Supplied passage —
--

An Old Painting As A Writing Prompt?

Surfing the internet isn’t always a waste of time. I was looking for something when I ran across the image of an old painting, namely ‘Gothic Church Ruins’, painted by Carl Blechen in 1826. (And yes, I’m permitted to use the picture for free without copyright problems, since the copyright has been ‘outdated’). However, that’s not the question at this moment.

Earlier this year, namely in March, when I was in the hospital for several days I drafted the outlines and main characters for three new books, which surprised me very much. (Apparently being in the hospital gave me an unexpected creativity boost) I have continued working on my books, but I only have limited time. And then, after I saw this old painting, I got lost in my fantasies.

Immediately I had visions of beautiful spiritual creatures and forms living in and around these, once handmade, structures, that are now claimed back by nature. Of course, fantasies alone don’t make for a story yet, but in many ways, Carl Blechen’s work has given me an amazing input to mine.

Now, when it comes to ‘Writing Prompt’… what is the meaning of it? Yes, I think, most of us know what it means… it’s generally of help to us, when our writer’s brain goes blank (which very rarely happens), but that’s another story…

According to the ‘Freelance Writing-Love-to-know’ website, a writing prompt is ‘usually a statement followed by questions you can use to craft a piece.’ Simple, and to the point.

--

Listed entries —

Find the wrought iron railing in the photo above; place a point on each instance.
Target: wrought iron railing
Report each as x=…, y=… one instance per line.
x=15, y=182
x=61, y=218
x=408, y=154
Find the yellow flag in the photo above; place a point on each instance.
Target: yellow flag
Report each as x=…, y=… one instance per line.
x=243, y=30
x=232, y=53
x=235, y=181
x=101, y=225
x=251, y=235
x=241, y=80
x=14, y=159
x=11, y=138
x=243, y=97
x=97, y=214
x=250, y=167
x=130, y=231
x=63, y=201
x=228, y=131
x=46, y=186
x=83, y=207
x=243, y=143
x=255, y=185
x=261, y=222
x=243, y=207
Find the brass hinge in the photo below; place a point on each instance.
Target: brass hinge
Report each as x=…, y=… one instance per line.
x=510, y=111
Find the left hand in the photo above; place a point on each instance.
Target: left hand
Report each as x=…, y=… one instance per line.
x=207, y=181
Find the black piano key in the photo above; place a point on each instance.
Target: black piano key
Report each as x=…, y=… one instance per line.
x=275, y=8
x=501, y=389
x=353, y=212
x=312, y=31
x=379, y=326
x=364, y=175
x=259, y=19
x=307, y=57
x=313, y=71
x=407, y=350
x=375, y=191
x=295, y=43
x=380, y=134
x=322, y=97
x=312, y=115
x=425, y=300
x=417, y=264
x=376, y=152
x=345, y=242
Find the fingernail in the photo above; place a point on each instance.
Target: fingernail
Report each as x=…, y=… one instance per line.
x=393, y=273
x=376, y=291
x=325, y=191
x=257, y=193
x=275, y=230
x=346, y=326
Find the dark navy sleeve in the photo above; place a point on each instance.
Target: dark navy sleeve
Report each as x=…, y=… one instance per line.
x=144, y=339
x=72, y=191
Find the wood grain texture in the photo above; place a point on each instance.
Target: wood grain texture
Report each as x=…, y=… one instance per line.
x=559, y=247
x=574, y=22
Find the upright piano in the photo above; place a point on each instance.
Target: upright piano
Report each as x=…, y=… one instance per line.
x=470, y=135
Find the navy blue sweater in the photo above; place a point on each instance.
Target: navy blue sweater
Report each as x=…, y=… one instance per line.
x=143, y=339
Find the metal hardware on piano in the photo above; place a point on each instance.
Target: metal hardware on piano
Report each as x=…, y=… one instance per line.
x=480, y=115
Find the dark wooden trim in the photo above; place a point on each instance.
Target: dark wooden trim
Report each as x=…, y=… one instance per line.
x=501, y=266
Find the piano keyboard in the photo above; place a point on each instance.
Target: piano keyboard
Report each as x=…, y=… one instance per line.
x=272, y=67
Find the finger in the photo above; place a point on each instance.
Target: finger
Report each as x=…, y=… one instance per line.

--

Task instructions —
1. Write out everything in the blog post about an old painting as a writing prompt from "Immediately I had" down to "to the point.".
2. Carry on the blog post about an old painting as a writing prompt from the point where it stops.

Results of the tasks —
1.
Immediately I had visions of beautiful spiritual creatures and forms living in and around these, once handmade, structures, that are now claimed back by nature. Of course, fantasies alone don’t make for a story yet, but in many ways, Carl Blechen’s work has given me an amazing input to mine.

Now, when it comes to ‘Writing Prompt’… what is the meaning of it? Yes, I think, most of us know what it means… it’s generally of help to us, when our writer’s brain goes blank (which very rarely happens), but that’s another story…

According to the ‘Freelance Writing-Love-to-know’ website, a writing prompt is ‘usually a statement followed by questions you can use to craft a piece.’ Simple, and to the point.

2.
Would I need a writing prompt to develop and have ideas? Usually, I don’t. But then, I’m a writer… some input is good for me. I’m sometimes afraid, I keep on writing within the same ‘drawer’ and am completely untalented for other pieces of work. That’s one of the reasons, why I decided to ‘break away’ from ‘The Concil of Twelve’ series for a few pieces, to see, if I can write different stories.

That particular picture gave me another idea. We are now talking about staying faithful to the genre, but still, writing outside of my series. I’m not sure yet, how that story is going to be, and in what direction it’s headed. But I’m sure, with time, we are going to find out.

Picture courtesy of Carl Blechen (1798 – 1840)

How do you try to find inspiration, when you’re running dry of ideas? Do you use writing prompts? If yes, where do you find them? Let us know in the comments, we’re curious!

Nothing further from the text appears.